--- Start of TEXT SHOWN ---

The Federal Rules of Civil Procedure place specific limitations on the scope of discovery of electronically stored information ("ESI"). See Fed.R.Civ.P. 26(b)(2)(B). Rule 26(b)(2)(B) requires a tri-part inquiry. U.S. ex rel. Guardiola v. Renown Health, 2015 WL 5056726, *2 (D. Nev. Aug. 25, 2015). "First, the court determines whether the party opposing production has demonstrated that the ESI is not reasonably accessible due to undue burden or undue cost." Id. (citing Fed.R.Civ.P. 26(b)(2)(B)). Undue burden is a fact-specific inquiry requiring a particular showing of infeasibility. Id. at *3. Similarly, "[u]ndue cost is examined not as a number alone, but instead within context of myriad facts[,]" including the context of the case and the responding party's "failure to implement a sensible . . . archival/backup solution[.]" Id. at *4, *5. Document review and storage, costs ordinarily borne by the producing party, are not "properly included as a 'cost[.]'" Id. at *4. "Second, upon a requisite showing, the court asks whether the party seeking production has demonstrated, notwithstanding the inaccessibility, good cause for production in light of the factors discussed in Rule 26(b)(2)(C) and the Advisory Committee notes." Id. at *2 (citing Fed.R.Civ.P. 26(b)(2)(B) and the Advisory Committee notes). Third, "if the ESI is not reasonably accessible, the court may consider whether cost sharing is appropriate." Id.
Discovery does not otherwise change just because ESI is involved. "Counsel and parties have duties to clearly communicate, cooperate in the discovery process, and undertake an adequate investigation of facts before making representations." Small v. Univ. Med. Ctr. of S. Nevada, 2014 WL 4079507, *29 (D. Nev. Aug. 18, 2014); see also Progressive Cas. Ins. Co. v. Delaney, 2014 WL 3563467, *1 (D. Nev. July 18, 2014) (discussing the submission of a joint proposed ESI protocol).

--- End of TEXT SHOWN ---

• **PROBLEM**
Write the next part of the passage on discovery of electronically stored information, starting right after its last sentence.

--- Start of EXCERPTED DATA ---

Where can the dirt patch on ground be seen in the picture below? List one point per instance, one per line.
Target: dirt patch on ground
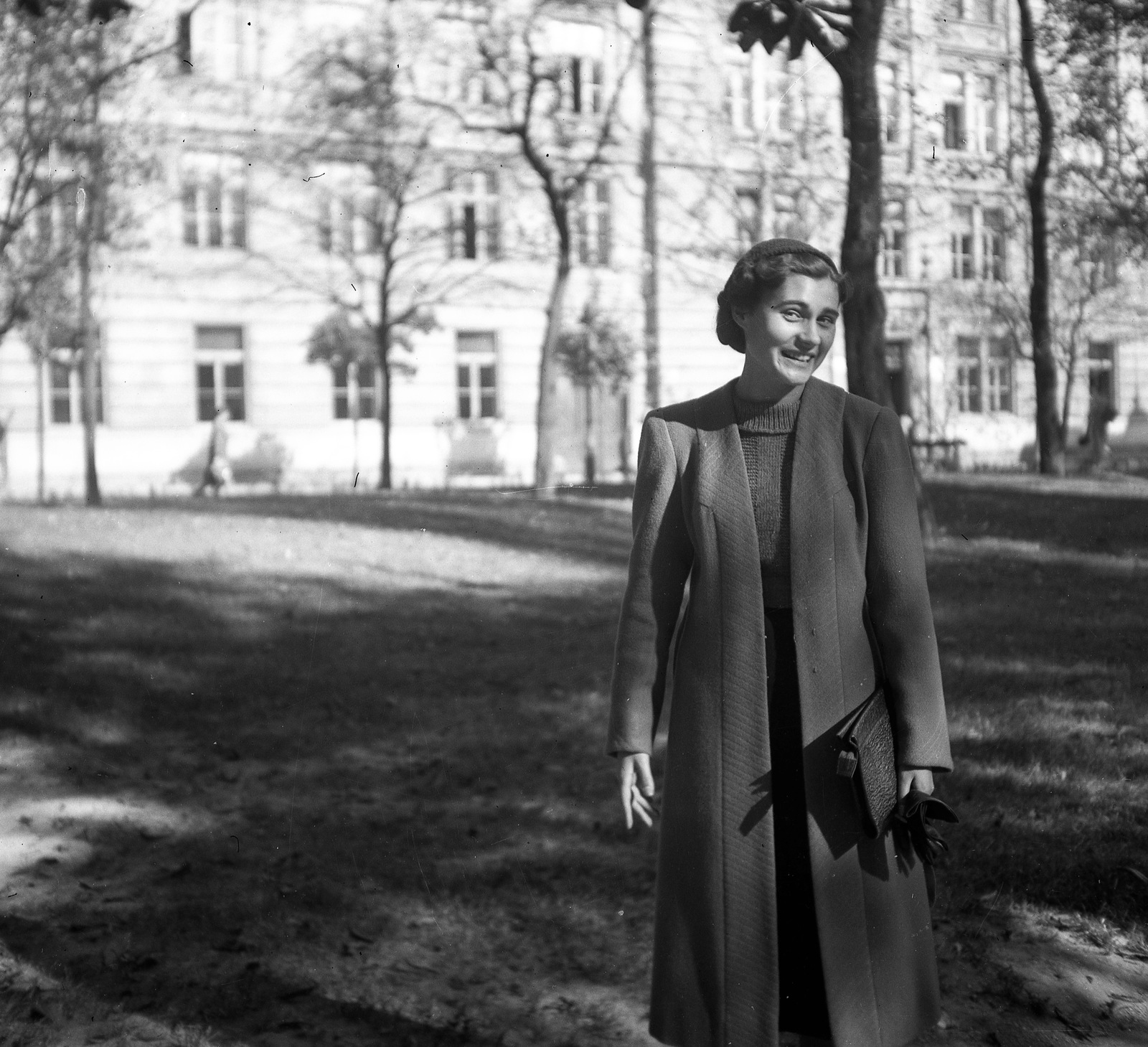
(309, 771)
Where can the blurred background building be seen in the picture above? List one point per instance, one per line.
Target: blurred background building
(248, 227)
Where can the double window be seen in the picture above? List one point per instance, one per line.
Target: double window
(215, 202)
(893, 250)
(748, 215)
(66, 390)
(220, 372)
(969, 109)
(355, 390)
(218, 39)
(474, 227)
(984, 375)
(581, 85)
(979, 243)
(740, 95)
(476, 375)
(1101, 371)
(593, 224)
(788, 216)
(761, 95)
(348, 223)
(889, 86)
(970, 11)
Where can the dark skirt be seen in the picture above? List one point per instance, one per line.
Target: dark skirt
(801, 980)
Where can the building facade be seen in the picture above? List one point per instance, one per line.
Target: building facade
(235, 255)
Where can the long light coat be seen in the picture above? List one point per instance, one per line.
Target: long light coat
(859, 585)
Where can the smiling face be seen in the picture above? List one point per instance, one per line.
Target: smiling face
(788, 334)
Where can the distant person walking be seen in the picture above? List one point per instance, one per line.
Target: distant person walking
(789, 505)
(1096, 438)
(217, 470)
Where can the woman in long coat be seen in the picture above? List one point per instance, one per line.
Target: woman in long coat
(789, 507)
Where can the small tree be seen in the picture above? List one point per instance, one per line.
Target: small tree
(596, 352)
(62, 59)
(565, 136)
(847, 34)
(361, 113)
(52, 329)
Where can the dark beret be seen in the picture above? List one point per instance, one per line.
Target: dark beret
(786, 246)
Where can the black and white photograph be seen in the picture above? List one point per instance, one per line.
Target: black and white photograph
(573, 522)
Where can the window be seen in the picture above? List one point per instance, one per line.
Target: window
(354, 387)
(970, 11)
(748, 212)
(184, 44)
(740, 97)
(999, 375)
(348, 223)
(954, 111)
(220, 39)
(985, 137)
(893, 240)
(897, 352)
(66, 387)
(591, 224)
(55, 216)
(992, 245)
(478, 375)
(220, 372)
(215, 203)
(472, 220)
(786, 216)
(981, 11)
(1101, 371)
(961, 239)
(968, 375)
(786, 111)
(580, 85)
(890, 91)
(991, 360)
(979, 243)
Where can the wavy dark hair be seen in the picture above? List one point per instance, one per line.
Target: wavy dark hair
(761, 270)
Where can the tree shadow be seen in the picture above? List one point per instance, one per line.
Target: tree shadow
(418, 750)
(570, 526)
(1111, 524)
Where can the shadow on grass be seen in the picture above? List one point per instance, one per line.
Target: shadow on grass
(380, 751)
(1109, 525)
(1046, 674)
(405, 794)
(568, 526)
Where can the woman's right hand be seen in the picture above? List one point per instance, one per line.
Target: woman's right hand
(636, 784)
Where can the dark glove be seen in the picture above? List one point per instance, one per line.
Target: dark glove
(911, 820)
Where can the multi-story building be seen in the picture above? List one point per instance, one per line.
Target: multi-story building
(235, 255)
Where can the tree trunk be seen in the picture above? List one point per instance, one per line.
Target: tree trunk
(591, 457)
(864, 312)
(88, 355)
(382, 341)
(1050, 446)
(92, 197)
(548, 375)
(385, 409)
(40, 379)
(649, 172)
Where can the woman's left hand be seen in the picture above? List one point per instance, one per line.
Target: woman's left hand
(914, 777)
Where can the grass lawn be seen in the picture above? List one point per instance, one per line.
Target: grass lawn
(329, 771)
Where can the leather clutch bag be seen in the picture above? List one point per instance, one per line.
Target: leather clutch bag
(868, 759)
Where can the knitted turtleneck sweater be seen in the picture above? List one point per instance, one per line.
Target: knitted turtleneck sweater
(767, 443)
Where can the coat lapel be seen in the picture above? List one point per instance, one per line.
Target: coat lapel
(723, 482)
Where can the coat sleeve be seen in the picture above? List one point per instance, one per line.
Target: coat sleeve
(898, 596)
(660, 563)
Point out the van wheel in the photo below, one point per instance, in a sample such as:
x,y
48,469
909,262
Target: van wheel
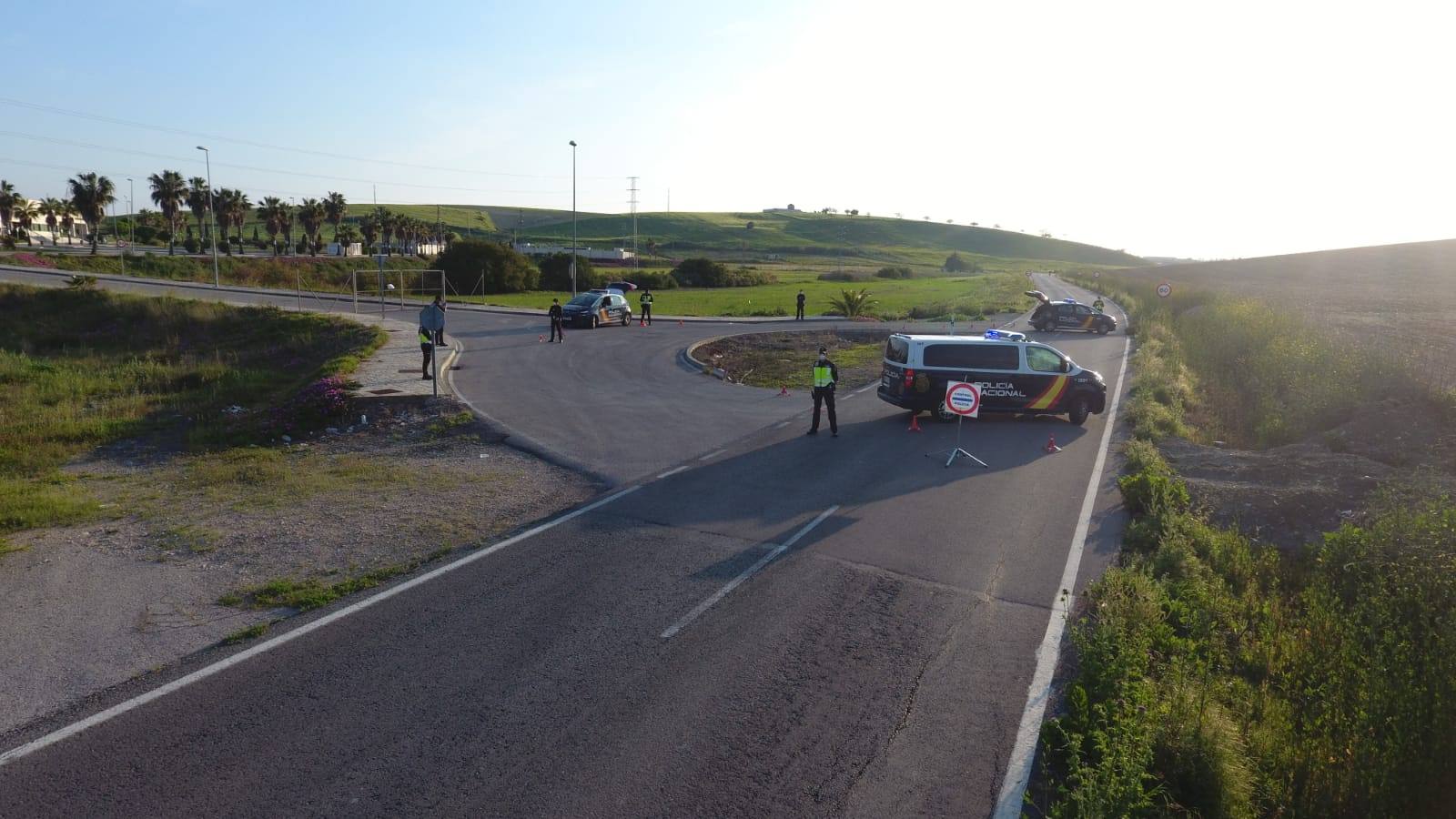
x,y
1077,413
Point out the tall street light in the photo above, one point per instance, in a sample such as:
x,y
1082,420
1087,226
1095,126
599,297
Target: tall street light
x,y
572,217
211,208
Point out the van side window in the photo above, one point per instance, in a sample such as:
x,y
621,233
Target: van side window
x,y
1043,360
973,356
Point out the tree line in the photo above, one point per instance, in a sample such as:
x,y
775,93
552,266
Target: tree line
x,y
177,197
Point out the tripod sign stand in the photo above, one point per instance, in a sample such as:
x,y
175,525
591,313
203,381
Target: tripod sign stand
x,y
965,399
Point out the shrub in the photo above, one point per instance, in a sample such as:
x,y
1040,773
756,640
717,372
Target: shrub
x,y
557,273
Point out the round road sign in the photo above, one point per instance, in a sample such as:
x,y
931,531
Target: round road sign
x,y
963,398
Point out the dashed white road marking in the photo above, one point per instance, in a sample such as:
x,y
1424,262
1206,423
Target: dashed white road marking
x,y
1018,770
746,574
290,636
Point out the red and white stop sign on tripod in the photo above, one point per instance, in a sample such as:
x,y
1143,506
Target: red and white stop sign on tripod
x,y
963,398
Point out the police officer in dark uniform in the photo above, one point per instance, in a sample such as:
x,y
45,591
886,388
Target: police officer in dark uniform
x,y
826,375
555,321
427,346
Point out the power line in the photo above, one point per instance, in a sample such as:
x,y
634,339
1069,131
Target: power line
x,y
268,146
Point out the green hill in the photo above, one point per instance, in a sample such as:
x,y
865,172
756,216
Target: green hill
x,y
778,234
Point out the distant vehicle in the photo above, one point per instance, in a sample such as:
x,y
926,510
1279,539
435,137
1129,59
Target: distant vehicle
x,y
1067,314
1016,376
594,309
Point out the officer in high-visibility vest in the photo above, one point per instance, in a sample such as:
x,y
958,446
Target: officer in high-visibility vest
x,y
826,375
427,346
647,307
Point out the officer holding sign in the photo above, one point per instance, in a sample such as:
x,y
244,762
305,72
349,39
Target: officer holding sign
x,y
826,375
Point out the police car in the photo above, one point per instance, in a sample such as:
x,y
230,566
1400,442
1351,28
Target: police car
x,y
597,308
1016,376
1069,314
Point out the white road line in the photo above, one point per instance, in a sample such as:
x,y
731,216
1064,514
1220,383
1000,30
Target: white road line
x,y
269,644
1018,770
746,574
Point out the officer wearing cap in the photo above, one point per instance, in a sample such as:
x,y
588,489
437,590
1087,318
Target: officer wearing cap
x,y
824,378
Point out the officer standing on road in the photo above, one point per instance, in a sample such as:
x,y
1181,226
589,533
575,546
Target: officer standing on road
x,y
427,346
557,334
826,375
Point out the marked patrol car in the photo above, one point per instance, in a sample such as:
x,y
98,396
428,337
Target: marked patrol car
x,y
1016,376
1069,314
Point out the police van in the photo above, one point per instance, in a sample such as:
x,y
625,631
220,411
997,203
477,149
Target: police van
x,y
1016,376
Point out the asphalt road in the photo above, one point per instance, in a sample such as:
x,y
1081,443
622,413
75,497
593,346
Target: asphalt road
x,y
875,663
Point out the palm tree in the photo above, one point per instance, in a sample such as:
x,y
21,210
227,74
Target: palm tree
x,y
51,208
25,213
269,212
69,220
851,303
7,200
200,201
167,191
91,194
286,223
312,215
335,207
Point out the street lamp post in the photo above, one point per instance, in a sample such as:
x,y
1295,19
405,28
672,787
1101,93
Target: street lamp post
x,y
572,217
211,208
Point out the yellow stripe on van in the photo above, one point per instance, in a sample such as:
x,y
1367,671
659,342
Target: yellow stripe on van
x,y
1048,398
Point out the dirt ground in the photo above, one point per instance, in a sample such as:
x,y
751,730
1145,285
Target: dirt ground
x,y
1290,494
89,606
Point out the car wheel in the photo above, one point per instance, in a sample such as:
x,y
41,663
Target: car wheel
x,y
1079,410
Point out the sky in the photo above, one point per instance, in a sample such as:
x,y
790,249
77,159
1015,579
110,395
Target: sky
x,y
1198,130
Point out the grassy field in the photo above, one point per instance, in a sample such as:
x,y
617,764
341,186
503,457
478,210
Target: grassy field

--- End of EXCERPTED DATA ---

• **ANSWER TO THIS PROBLEM**
Where, as here, counsel are using keyword searches for retrieval of ESI, the parties must "work together to implement [an] iterative process for finalizing the search terms[.]" Cannata v. Wyndham Worldwide Corp., 2012 WL 528224, *4 (D. Nev. Feb. 17, 2012). "Whether search terms . . . will yield the information sought is a complicated question involving the interplay, at least, of the sciences of computer technology, statistics and linguistics." United States v. O'Keefe, 537 F.Supp.2d 14, 24 (D.D.C. 2008) (citing George L. Paul & Jason R. Baron, Information Inflation: Can the Legal System Adapt, 13 Rich. J.L. & Tech. 10 (2007)). "Given this complexity, for . . . judges to dare opine that a certain search term or terms would be more likely to produce information than the terms that were used is truly to go where angels fear to tread." Id . Nonetheless, courts in the District of Nevada make clear that search terms must be "narrowly tailored to particular issues" and that "[i]ndiscriminate terms, such as a defendant's name, are inappropriate unless combined with narrowing search criteria that sufficiently reduce the risk of overproduction." Cannata, 2012 WL 528224 at *4.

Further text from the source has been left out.